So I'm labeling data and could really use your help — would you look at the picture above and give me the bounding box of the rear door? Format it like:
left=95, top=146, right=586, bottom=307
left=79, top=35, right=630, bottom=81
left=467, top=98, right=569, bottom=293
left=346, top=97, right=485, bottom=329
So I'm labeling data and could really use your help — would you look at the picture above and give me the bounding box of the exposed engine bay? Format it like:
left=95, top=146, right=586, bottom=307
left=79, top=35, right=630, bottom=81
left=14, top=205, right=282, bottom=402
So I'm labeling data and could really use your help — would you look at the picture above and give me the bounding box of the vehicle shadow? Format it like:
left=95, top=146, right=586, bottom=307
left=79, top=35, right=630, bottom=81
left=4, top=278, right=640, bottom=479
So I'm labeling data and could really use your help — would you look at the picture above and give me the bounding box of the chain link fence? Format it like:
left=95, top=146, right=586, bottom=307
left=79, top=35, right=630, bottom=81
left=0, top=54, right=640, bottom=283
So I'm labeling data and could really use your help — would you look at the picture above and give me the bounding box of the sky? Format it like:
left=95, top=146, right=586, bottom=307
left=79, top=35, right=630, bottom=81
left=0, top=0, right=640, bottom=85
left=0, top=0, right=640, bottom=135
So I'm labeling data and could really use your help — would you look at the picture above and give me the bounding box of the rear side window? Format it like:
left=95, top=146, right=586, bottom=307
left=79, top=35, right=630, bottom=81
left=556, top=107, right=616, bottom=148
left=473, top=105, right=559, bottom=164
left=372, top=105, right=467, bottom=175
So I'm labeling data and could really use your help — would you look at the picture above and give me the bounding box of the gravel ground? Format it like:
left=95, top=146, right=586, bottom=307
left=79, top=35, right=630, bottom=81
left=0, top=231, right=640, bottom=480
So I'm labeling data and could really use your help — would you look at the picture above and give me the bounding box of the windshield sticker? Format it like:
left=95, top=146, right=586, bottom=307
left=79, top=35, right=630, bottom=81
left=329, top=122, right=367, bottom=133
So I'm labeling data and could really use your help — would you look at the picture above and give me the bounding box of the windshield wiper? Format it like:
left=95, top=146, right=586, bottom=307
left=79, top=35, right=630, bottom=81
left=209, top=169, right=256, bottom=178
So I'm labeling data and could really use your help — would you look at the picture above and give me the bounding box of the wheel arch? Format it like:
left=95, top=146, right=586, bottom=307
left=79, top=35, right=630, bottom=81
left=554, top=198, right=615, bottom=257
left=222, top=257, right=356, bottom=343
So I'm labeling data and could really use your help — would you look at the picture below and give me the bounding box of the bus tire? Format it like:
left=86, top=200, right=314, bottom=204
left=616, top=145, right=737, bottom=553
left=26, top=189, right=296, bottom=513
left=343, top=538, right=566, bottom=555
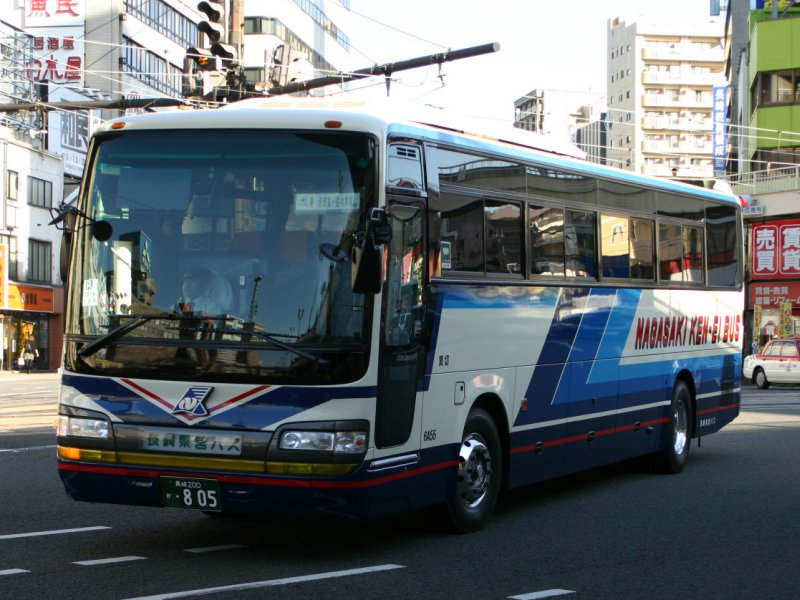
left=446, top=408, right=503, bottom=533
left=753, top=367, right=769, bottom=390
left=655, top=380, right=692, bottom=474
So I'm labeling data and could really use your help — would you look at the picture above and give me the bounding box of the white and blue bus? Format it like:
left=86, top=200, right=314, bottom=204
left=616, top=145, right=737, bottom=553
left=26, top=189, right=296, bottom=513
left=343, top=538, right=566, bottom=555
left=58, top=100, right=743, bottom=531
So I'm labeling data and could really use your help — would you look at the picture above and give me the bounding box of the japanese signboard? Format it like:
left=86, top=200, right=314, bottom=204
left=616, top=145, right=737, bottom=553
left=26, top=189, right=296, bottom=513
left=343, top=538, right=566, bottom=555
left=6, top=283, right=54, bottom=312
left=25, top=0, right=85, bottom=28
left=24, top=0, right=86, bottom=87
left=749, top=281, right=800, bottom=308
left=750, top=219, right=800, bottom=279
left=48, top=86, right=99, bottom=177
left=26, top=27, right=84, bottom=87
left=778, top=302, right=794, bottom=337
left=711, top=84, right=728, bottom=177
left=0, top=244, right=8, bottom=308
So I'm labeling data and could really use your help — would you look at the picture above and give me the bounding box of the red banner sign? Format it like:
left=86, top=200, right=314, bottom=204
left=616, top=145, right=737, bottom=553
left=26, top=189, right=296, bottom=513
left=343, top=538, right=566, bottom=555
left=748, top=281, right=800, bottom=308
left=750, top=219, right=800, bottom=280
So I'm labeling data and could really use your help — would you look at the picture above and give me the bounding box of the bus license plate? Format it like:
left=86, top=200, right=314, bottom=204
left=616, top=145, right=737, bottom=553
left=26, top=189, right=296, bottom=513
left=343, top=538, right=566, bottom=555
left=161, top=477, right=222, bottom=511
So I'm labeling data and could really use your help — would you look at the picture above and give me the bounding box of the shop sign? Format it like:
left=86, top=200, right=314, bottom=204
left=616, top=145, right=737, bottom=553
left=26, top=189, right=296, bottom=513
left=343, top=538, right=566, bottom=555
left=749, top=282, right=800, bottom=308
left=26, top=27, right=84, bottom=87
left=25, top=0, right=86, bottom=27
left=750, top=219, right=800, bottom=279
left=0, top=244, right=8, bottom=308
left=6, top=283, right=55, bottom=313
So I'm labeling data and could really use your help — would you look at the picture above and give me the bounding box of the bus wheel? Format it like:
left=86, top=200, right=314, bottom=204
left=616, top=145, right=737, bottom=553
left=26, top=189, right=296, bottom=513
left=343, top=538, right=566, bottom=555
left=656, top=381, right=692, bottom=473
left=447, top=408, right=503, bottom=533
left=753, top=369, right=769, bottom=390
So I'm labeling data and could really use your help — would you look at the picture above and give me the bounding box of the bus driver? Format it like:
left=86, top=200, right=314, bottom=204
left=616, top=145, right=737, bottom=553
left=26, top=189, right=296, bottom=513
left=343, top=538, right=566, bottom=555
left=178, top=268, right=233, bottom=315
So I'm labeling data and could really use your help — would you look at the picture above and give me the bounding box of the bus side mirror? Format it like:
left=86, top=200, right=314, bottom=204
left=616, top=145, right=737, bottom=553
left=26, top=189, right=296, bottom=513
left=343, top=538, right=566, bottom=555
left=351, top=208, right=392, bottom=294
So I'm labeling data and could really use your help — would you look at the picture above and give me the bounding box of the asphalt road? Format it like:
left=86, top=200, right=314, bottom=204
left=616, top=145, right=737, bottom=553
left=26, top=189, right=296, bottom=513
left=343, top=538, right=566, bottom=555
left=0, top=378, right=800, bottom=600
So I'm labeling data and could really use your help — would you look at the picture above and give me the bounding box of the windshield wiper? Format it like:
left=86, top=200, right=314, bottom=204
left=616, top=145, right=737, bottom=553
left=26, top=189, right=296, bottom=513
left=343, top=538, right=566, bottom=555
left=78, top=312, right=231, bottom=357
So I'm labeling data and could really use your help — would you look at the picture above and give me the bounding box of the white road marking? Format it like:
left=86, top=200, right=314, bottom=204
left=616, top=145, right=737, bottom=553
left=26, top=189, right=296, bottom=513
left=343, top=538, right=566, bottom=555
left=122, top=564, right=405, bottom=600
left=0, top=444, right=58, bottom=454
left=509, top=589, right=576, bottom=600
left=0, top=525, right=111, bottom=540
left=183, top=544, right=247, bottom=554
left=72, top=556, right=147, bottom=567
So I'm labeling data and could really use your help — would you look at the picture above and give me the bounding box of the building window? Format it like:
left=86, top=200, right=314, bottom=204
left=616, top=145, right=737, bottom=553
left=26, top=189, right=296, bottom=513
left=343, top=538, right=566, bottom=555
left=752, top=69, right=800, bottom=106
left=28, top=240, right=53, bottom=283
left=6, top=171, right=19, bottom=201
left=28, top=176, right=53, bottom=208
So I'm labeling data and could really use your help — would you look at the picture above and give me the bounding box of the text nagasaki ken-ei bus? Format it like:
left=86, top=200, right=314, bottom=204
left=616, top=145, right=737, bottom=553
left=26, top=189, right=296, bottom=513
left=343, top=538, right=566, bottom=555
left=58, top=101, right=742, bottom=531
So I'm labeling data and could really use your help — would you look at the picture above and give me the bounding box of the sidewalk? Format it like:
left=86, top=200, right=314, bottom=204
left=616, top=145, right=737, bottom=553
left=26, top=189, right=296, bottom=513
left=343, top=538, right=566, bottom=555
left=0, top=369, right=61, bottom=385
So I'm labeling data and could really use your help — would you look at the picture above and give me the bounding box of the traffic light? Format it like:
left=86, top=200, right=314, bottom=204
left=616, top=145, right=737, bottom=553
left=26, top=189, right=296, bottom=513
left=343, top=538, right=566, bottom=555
++++++
» İstenenler
Yukarıdaki malzemede "of the vehicle" ifadesini içeren satırdan "left=0, top=54, right=640, bottom=283" ifadesini içeren satıra kadar olan satırları, iki uç satır da dahil olmak üzere, "chain link fence" yerine "metal fence" koyarak değiştirin ve yalnızca bu satırları yazın. Geri kalan her şey olduğu gibi kalsın.

» Yazılı yanıt
So I'm labeling data and could really use your help — would you look at the picture above and give me the bounding box of the vehicle shadow? Format it like:
left=95, top=146, right=586, bottom=307
left=79, top=35, right=630, bottom=81
left=4, top=278, right=640, bottom=479
So I'm labeling data and could really use your help — would you look at the picture above and give me the bounding box of the metal fence? Format it like:
left=95, top=146, right=586, bottom=307
left=79, top=35, right=630, bottom=81
left=0, top=54, right=640, bottom=283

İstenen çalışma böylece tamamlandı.